Location identification entries
★ ★ ★ ★

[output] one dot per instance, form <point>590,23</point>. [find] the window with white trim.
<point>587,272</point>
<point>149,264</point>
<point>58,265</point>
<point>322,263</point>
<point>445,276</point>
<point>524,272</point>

★ ★ ★ ★

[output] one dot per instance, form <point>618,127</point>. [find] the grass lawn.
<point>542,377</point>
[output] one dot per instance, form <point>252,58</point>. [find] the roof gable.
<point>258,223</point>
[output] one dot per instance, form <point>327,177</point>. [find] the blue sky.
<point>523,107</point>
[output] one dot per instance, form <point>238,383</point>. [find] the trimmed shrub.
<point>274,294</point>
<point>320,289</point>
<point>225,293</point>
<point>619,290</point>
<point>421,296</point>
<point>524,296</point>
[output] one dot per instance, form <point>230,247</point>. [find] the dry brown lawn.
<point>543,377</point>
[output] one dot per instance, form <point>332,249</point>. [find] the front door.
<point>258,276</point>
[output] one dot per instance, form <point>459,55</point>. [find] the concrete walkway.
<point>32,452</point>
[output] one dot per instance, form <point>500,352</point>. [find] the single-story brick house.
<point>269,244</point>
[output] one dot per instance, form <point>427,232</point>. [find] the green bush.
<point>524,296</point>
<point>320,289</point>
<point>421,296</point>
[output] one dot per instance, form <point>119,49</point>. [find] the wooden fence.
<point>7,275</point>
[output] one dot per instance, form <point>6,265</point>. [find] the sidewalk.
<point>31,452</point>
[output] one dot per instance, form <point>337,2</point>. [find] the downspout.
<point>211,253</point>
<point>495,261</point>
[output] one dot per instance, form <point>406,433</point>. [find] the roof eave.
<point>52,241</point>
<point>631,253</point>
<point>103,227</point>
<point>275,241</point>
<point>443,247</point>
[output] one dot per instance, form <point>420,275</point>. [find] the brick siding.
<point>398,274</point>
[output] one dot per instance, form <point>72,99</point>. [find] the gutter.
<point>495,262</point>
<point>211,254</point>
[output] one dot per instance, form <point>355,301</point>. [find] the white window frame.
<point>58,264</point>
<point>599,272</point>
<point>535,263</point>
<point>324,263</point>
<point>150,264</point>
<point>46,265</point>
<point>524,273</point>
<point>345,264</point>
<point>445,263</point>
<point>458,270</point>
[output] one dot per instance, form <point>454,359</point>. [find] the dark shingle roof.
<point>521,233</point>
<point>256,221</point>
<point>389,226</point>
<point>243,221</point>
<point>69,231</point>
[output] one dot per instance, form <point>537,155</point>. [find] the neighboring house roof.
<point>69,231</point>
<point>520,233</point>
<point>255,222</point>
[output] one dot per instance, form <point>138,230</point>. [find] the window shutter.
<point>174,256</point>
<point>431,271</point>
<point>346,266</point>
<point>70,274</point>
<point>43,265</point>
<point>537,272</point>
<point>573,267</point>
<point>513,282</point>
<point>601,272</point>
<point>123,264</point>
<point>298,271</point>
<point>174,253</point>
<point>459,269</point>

★ ★ ★ ★

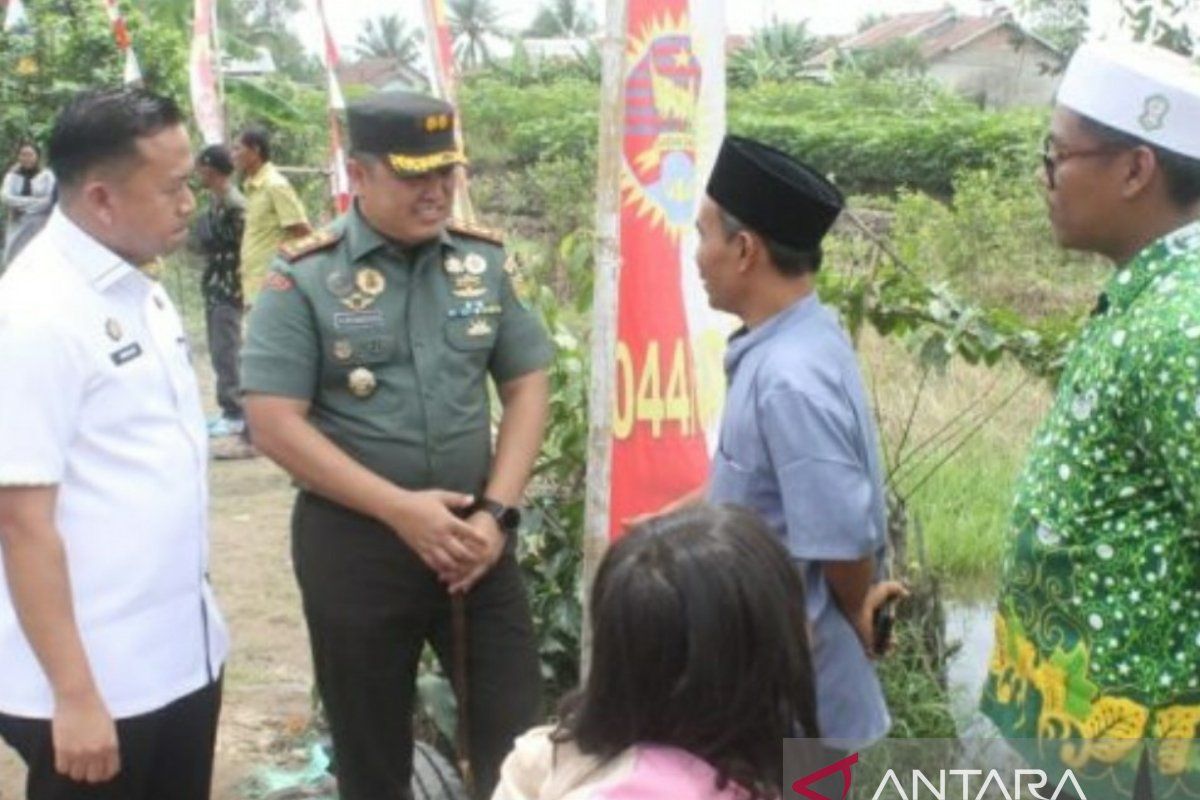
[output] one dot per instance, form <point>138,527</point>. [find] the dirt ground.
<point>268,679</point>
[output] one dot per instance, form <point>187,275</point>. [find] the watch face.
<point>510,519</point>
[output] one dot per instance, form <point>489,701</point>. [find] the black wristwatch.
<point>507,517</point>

★ ★ ★ ★

Reproduce the lines of the material from the one containing "[output] one dot per instance, form <point>454,359</point>." through the one containing "<point>255,222</point>", both included, and nothing else.

TASK SOLUTION:
[output] one dot per instance, form <point>454,359</point>. [find] the dark shingle roof.
<point>521,233</point>
<point>256,221</point>
<point>389,226</point>
<point>243,221</point>
<point>69,231</point>
[output] one dot per instance, form <point>537,155</point>. [find] the neighboring house roof.
<point>69,231</point>
<point>520,233</point>
<point>255,222</point>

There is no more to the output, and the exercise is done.